High Availability Setup

helm install cronjob-guardian oci://ghcr.io/illeniumstudios/charts/cronjob-guardian \
  --namespace cronjob-guardian \
  --create-namespace \
  --set replicaCount=2 \
  --set leaderElection.enabled=true \
  --set config.storage.type=postgres \
  --set config.storage.postgres.host=postgres.database.svc \
  --set config.storage.postgres.database=guardian \
  --set config.storage.postgres.username=guardian \
  --set config.storage.postgres.existingSecret=postgres-credentials

Install from Source

# Clone the repository
git clone https://github.com/iLLeniumStudios/cronjob-guardian.git
cd cronjob-guardian

# Install using local chart
helm install cronjob-guardian ./deploy/helm/cronjob-guardian \
  --namespace cronjob-guardian \
  --create-namespace

kubectl (Alternative)

# Install CRDs and operator
kubectl apply -f https://raw.githubusercontent.com/iLLeniumStudios/cronjob-guardian/main/dist/install.yaml

Or build from source:

make docker-build docker-push IMG=your-registry/cronjob-guardian:latest
make deploy IMG=your-registry/cronjob-guardian:latest

Helm Configuration

The Helm chart supports extensive configuration for storage backends, high availability, metrics, and more.

See the Helm Chart Documentation for complete configuration reference including:

Storage backends (SQLite, PostgreSQL, MySQL)
High availability with leader election
Ingress and OpenShift Route support for UI access
Prometheus ServiceMonitor integration
Resource limits and scheduling
All available values and their defaults

Basic Setup

Create an AlertChannel for notifications:

kubectl apply -f examples/alertchannels/slack.yaml

Create a CronJobMonitor to watch your jobs:

kubectl apply -f examples/monitors/basic.yaml

See the examples/ directory for complete configuration examples.

Configuration

CronJobMonitor

The main resource for configuring what to monitor. Select CronJobs by labels, expressions, names, or namespaces.

Selector Pattern	Example
All in namespace	`selector: {}`
By labels	`matchLabels: {tier: critical}`
By expressions	`matchExpressions: [{key: tier, operator: In, values: [critical]}]`
By names	`matchNames: [daily-backup, weekly-report]`
Multiple namespaces	`namespaces: [prod, staging]`
Namespace labels	`namespaceSelector: {matchLabels: {env: prod}}`
Cluster-wide	`allNamespaces: true`

See examples/monitors/ for complete examples of each pattern.

Set of tasks:
• A. Which selector patterns for choosing CronJobs in a CronJobMonitor does the CronJob Guardian setup guide list?
• B. Can you continue the CronJob Guardian setup guide from its final line?

Collected data:
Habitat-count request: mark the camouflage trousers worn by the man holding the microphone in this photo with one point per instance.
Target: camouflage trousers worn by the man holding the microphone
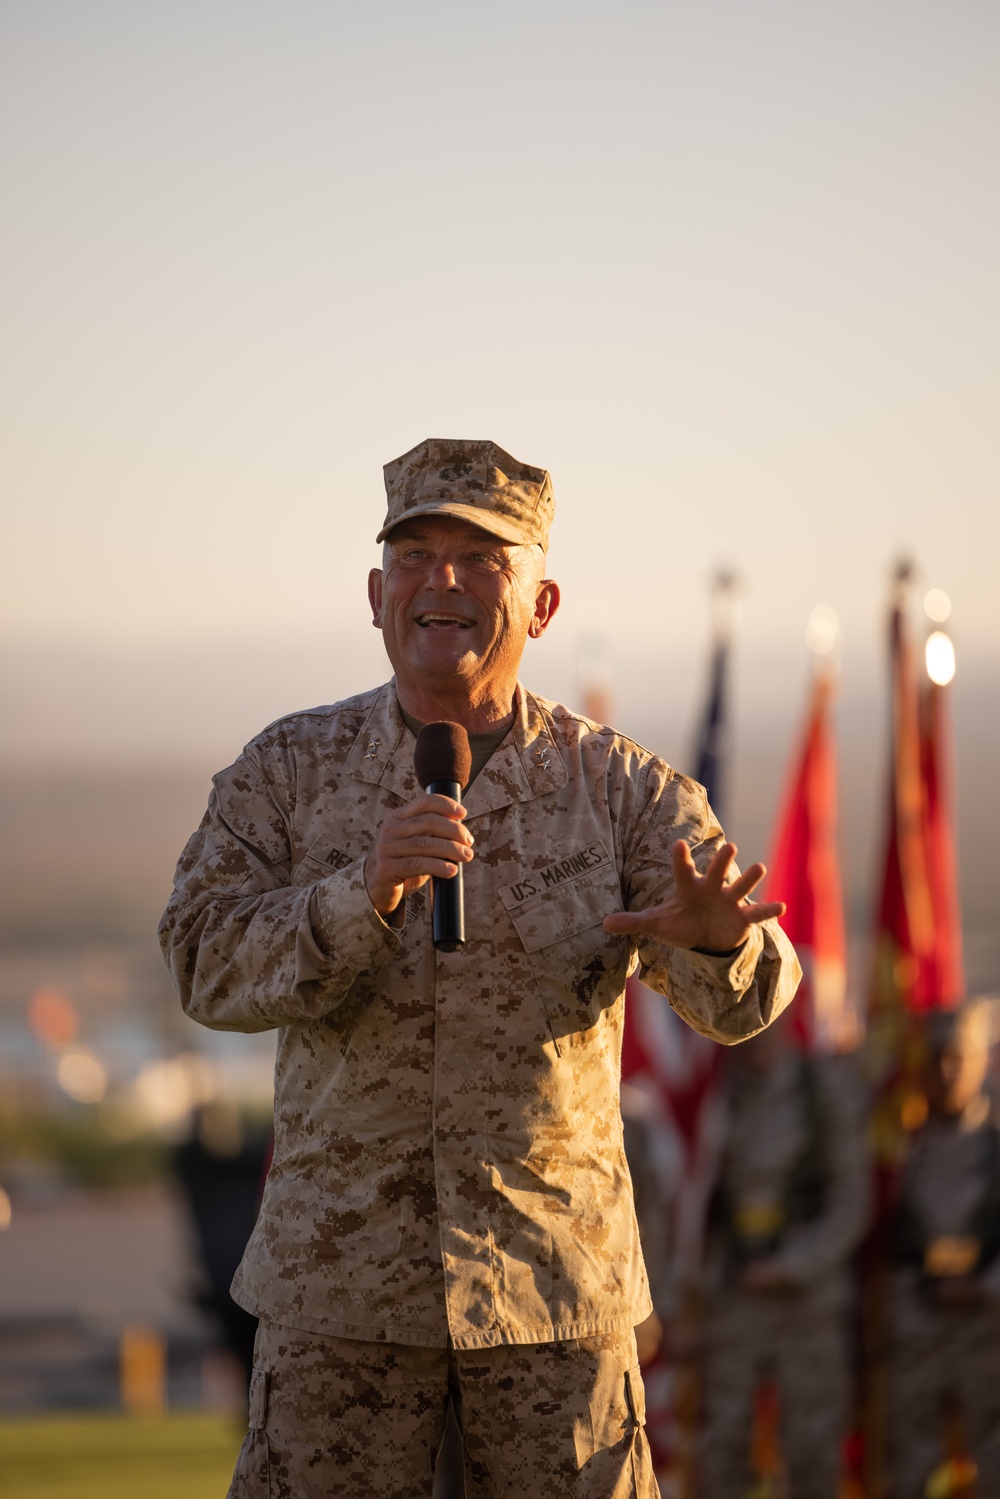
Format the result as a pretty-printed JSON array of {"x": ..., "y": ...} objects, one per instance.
[{"x": 334, "y": 1416}]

Answers:
• A. All in namespace, By labels, By expressions, By names, Multiple namespaces, Namespace labels, Cluster-wide

• B.
Key Features

Feature	Description
Dead-Man's Switch	Alert when jobs don't run within expected window
SLA Tracking	Monitor success rates and duration percentiles
Maintenance Windows	Suppress alerts during planned maintenance
Severity Routing	Route critical/warning alerts to different channels

AlertChannel

Define where to send alerts. AlertChannel resources are cluster-scoped.

Type	Description	Example
Slack	Incoming webhook	slack.yaml
PagerDuty	Events API	pagerduty.yaml
Webhook	Generic HTTP	webhook.yaml
Email	SMTP	email.yaml

Native Kubernetes Features

CronJob Guardian focuses on monitoring and alerting, leaving job execution control to native Kubernetes features:

Feature	Spec Field	Description	Example
Timeout	`activeDeadlineSeconds`	Kill stuck jobs	with-timeout.yaml
Retry	`backoffLimit`	Auto-retry failed jobs	with-retry.yaml
Timezone	`timeZone`	Schedule in specific timezone	with-timezone.yaml
Concurrency	`concurrencyPolicy`	Prevent overlapping runs	with-concurrency.yaml

Use Cases

Example monitors for common scenarios:

Use Case	Description	Example
Database Backups	Critical backups with 100% SLA	database-backups.yaml
Data Pipelines	ETL with performance tracking	data-pipeline.yaml
Reports	Business reports with maintenance windows	financial-reports.yaml
Full Featured	All configuration options	full-featured.yaml

Web Dashboard

CronJob Guardian includes a feature-rich web UI that serves both an interactive dashboard and REST API on port 8080.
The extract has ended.